• [Record set]:
--- Start ---

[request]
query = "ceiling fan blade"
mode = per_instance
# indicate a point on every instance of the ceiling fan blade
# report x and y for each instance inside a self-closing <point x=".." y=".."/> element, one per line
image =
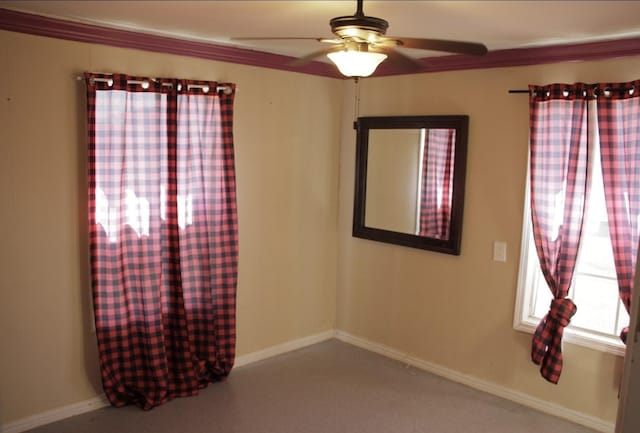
<point x="309" y="57"/>
<point x="400" y="60"/>
<point x="274" y="38"/>
<point x="441" y="45"/>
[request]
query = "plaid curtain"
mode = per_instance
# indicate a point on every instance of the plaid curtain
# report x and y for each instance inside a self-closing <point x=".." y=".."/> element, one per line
<point x="558" y="170"/>
<point x="163" y="235"/>
<point x="618" y="108"/>
<point x="437" y="183"/>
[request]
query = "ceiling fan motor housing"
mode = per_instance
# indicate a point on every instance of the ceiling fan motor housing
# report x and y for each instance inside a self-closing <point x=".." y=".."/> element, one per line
<point x="361" y="27"/>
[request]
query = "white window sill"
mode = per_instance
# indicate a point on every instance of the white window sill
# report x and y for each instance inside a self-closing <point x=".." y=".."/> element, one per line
<point x="579" y="337"/>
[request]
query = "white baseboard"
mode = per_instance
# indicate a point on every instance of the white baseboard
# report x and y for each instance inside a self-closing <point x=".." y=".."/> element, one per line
<point x="518" y="397"/>
<point x="279" y="349"/>
<point x="54" y="415"/>
<point x="101" y="401"/>
<point x="488" y="387"/>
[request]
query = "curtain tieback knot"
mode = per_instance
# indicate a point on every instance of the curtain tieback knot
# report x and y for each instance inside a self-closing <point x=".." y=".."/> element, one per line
<point x="546" y="347"/>
<point x="562" y="310"/>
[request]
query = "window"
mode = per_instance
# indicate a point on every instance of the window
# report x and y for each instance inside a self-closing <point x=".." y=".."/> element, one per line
<point x="600" y="316"/>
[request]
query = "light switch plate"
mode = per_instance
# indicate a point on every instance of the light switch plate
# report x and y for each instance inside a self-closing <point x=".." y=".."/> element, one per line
<point x="500" y="251"/>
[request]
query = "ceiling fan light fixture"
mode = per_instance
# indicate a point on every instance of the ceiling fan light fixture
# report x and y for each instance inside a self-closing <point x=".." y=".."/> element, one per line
<point x="352" y="63"/>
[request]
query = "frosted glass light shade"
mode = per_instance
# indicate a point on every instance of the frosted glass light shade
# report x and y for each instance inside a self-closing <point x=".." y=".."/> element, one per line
<point x="356" y="63"/>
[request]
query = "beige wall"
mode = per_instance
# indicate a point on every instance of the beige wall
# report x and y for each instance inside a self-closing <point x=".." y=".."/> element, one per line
<point x="286" y="140"/>
<point x="457" y="312"/>
<point x="393" y="162"/>
<point x="453" y="311"/>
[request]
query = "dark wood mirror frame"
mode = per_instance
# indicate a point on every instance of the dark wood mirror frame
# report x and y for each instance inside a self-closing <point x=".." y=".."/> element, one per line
<point x="364" y="124"/>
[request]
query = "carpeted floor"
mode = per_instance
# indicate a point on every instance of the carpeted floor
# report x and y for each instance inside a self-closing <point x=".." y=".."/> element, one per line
<point x="328" y="387"/>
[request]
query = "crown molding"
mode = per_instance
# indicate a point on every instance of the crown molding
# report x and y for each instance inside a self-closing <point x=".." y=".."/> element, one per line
<point x="62" y="29"/>
<point x="81" y="32"/>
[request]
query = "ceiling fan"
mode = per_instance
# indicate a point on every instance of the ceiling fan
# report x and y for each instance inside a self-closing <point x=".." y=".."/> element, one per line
<point x="361" y="45"/>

--- End ---

• [Required work]:
Which lines of the listing above contain the string "tieback"? List each of those lines in full, counting only matches with the same letter case.

• [Worked solution]:
query = "curtain tieback knot"
# indicate a point on every instance of the curtain tieback knot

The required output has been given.